(PROBLEM REQUIREMENTS) Copy out the material below verbatim, omitting the pictures.

Records from a point annotation dataset

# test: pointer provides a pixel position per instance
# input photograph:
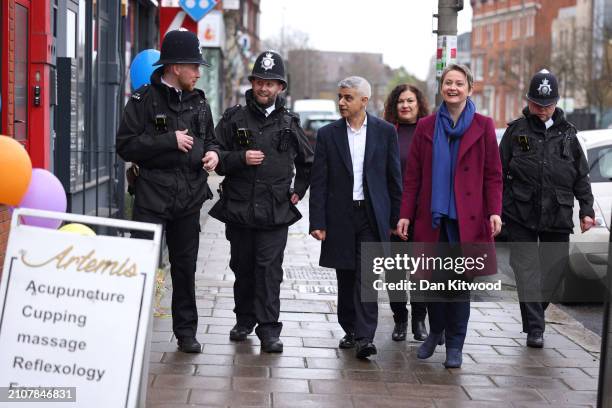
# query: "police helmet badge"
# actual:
(545, 88)
(267, 62)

(OUTPUT BELOW)
# test: pointer provides a pixel position per instance
# input photograph:
# query: "police helmet badge"
# actual:
(545, 88)
(267, 62)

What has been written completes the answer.